(Provided data):

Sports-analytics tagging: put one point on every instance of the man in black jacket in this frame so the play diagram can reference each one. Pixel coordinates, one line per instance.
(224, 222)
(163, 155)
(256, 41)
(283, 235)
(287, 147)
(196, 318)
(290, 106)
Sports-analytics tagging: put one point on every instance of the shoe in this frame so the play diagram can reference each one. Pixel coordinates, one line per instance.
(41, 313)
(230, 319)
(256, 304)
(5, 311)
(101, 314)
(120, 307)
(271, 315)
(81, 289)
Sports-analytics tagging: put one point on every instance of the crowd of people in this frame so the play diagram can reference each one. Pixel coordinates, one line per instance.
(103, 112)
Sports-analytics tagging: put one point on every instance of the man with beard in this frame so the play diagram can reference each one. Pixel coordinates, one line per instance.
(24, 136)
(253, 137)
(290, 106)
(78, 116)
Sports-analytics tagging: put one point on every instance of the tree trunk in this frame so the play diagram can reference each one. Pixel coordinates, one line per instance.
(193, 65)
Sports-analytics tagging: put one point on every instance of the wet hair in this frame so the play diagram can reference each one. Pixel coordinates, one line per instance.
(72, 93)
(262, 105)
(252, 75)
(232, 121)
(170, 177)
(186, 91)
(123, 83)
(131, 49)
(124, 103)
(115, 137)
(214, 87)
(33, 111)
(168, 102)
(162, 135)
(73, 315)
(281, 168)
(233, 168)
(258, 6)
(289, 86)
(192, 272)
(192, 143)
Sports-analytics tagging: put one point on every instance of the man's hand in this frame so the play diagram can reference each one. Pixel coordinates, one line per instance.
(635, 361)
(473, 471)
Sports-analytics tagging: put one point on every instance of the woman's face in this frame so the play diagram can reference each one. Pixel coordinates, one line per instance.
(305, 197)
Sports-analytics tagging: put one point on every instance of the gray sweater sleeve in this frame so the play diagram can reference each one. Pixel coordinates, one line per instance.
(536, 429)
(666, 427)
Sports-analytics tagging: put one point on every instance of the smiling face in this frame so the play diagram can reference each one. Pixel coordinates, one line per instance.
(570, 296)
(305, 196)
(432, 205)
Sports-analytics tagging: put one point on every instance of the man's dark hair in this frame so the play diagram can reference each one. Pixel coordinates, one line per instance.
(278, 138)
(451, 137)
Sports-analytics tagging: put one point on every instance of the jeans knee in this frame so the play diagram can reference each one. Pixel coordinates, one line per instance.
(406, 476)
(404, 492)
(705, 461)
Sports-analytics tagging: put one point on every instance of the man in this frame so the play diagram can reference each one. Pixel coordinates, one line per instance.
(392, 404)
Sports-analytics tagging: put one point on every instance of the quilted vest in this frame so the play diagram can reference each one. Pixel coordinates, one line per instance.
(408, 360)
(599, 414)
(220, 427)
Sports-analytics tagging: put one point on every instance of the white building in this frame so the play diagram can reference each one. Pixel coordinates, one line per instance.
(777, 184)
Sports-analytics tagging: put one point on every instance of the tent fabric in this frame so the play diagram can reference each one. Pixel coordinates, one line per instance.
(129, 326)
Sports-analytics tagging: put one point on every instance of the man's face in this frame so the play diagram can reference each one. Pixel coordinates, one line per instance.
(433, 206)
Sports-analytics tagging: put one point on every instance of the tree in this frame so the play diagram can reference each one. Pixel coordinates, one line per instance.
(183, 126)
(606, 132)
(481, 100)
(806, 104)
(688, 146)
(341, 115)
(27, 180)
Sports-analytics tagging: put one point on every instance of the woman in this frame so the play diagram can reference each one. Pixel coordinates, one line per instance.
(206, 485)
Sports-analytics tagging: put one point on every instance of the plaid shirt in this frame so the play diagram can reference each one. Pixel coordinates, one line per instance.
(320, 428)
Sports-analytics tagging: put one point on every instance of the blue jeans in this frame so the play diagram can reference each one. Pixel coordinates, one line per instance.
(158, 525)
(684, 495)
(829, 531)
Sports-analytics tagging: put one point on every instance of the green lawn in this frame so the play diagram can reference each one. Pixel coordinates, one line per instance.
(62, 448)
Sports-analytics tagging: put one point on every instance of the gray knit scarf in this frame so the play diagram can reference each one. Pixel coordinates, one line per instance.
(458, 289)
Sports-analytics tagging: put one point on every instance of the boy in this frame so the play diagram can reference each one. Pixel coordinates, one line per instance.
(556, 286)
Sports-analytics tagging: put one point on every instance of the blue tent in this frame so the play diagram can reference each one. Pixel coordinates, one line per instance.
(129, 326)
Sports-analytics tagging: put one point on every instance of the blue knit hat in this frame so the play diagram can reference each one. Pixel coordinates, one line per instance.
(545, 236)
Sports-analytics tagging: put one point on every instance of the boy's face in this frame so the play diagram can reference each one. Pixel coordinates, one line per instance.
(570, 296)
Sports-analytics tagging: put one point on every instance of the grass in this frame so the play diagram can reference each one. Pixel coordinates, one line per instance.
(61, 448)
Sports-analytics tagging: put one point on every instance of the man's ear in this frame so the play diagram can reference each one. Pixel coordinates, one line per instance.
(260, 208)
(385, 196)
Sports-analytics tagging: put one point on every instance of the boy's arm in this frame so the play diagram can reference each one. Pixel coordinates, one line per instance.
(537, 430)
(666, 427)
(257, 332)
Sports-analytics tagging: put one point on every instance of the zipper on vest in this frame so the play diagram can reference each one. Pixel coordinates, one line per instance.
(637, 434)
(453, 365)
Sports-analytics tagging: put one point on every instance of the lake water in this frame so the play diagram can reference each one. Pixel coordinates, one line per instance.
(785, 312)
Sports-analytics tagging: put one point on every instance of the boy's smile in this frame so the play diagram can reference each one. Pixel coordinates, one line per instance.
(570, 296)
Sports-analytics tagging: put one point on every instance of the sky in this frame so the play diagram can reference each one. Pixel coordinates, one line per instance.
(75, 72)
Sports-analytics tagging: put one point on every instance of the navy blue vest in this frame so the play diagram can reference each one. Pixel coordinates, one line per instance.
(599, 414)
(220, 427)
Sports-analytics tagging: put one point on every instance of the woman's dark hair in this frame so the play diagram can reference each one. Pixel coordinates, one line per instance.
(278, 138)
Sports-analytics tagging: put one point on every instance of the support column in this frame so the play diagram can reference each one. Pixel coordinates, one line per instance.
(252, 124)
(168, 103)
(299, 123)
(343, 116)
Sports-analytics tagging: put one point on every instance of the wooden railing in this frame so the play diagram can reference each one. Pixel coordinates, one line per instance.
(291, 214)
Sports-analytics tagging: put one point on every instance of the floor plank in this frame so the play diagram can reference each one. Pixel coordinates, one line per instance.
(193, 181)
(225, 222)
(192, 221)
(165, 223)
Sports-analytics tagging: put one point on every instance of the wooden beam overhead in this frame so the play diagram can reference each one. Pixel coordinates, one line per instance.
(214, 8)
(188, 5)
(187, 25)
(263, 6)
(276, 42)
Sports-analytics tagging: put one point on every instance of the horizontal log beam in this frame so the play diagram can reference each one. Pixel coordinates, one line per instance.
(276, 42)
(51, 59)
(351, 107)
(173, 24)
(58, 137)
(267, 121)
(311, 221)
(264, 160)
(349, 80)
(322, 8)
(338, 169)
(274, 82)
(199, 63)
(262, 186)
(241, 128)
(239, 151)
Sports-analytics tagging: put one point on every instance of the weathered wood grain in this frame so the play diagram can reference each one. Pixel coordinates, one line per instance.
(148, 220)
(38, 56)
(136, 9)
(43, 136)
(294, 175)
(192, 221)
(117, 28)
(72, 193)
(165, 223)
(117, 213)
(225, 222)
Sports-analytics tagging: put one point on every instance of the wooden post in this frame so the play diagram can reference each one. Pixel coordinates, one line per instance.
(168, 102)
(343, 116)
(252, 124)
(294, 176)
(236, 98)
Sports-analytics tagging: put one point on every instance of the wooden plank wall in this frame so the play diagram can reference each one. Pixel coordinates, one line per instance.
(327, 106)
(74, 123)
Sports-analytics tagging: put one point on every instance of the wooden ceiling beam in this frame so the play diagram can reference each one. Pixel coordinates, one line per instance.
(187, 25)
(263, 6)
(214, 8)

(Given task): Leave out every line before the one containing "of the support"; set down that line and all remaining lines of the material exactly.

(Result below):
Sports-analytics tagging: put one point on every instance of the support column in this frame so the play diagram can reference each one. Pixel coordinates, one line per instance.
(252, 124)
(168, 103)
(299, 123)
(343, 116)
Sports-analytics tagging: put one point on every instance of the wooden railing in this frame so the play diagram can reference each one. Pixel coordinates, one line per instance.
(291, 214)
Sports-analytics tagging: put one point on every instance of the floor plank in this frame so the play diagram can reference each one. Pixel coordinates, one line per instance.
(193, 181)
(225, 222)
(192, 221)
(165, 223)
Sports-analytics tagging: put one point on every instance of the wooden beam overhead in this frame so the play diagram can reference each one. Pixel coordinates, one line per instance.
(214, 8)
(188, 5)
(187, 25)
(263, 6)
(276, 42)
Sports-analytics tagging: put one point on every instance of the horizontal log beam in this frame so the play diagram can reference each one. Pixel coordinates, one line per instance.
(276, 42)
(51, 59)
(351, 107)
(173, 24)
(58, 137)
(267, 121)
(311, 221)
(264, 160)
(349, 80)
(322, 8)
(338, 169)
(274, 82)
(199, 63)
(262, 186)
(241, 128)
(239, 151)
Sports-analytics tagging: put one point on every instance of the weathered wood grain in this frame so the play diagram can reference each one. Pixel coordinates, one line per instance.
(148, 220)
(38, 56)
(136, 9)
(43, 136)
(294, 175)
(192, 221)
(117, 28)
(72, 193)
(165, 223)
(117, 213)
(225, 222)
Sports-analytics tagging: put one point on every instance of the wooden post in this frame so the play diagram can reference each one. Pixel coordinates, one line per instance.
(168, 102)
(343, 116)
(252, 124)
(294, 176)
(236, 98)
Sports-analytics tagging: put one point on every instance of the wooden plank wall in this frame so the play diagram can reference each one. Pixel coordinates, one line per instance.
(327, 106)
(74, 123)
Sports-analytics tagging: put one point on every instance of the wooden ceiling beam in this frame so the play diagram can reference each one. Pixel coordinates, one line per instance.
(187, 25)
(263, 6)
(214, 8)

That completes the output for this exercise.